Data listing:
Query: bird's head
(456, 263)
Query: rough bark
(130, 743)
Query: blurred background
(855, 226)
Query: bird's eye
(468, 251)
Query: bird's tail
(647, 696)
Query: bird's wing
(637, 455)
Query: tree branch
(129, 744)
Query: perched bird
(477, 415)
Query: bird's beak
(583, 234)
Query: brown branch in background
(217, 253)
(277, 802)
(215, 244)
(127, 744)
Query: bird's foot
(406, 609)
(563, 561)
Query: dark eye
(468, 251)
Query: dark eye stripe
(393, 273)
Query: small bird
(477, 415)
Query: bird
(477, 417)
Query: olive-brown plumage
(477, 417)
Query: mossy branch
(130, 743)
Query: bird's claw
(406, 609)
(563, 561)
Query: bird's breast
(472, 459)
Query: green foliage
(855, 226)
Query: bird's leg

**THE PROBLEM**
Write out again, word for word, the stretch of entries from the line containing "Query: bird's tail" through the final line of the entries, including both of those lines.

**RESULT OF THE EXERCISE**
Query: bird's tail
(647, 696)
Query: bird's wing
(637, 455)
Query: tree branch
(129, 744)
Query: perched bird
(477, 415)
Query: bird's beak
(583, 234)
Query: brown branch in background
(217, 253)
(277, 802)
(215, 244)
(127, 744)
Query: bird's foot
(406, 609)
(563, 561)
Query: dark eye
(468, 251)
Query: dark eye stripe
(393, 273)
Query: small bird
(477, 415)
Query: bird
(477, 417)
Query: olive-brown plumage
(477, 417)
Query: mossy branch
(130, 743)
Query: bird's claw
(406, 609)
(563, 561)
Query: bird's breast
(472, 459)
Query: green foliage
(855, 226)
Query: bird's leg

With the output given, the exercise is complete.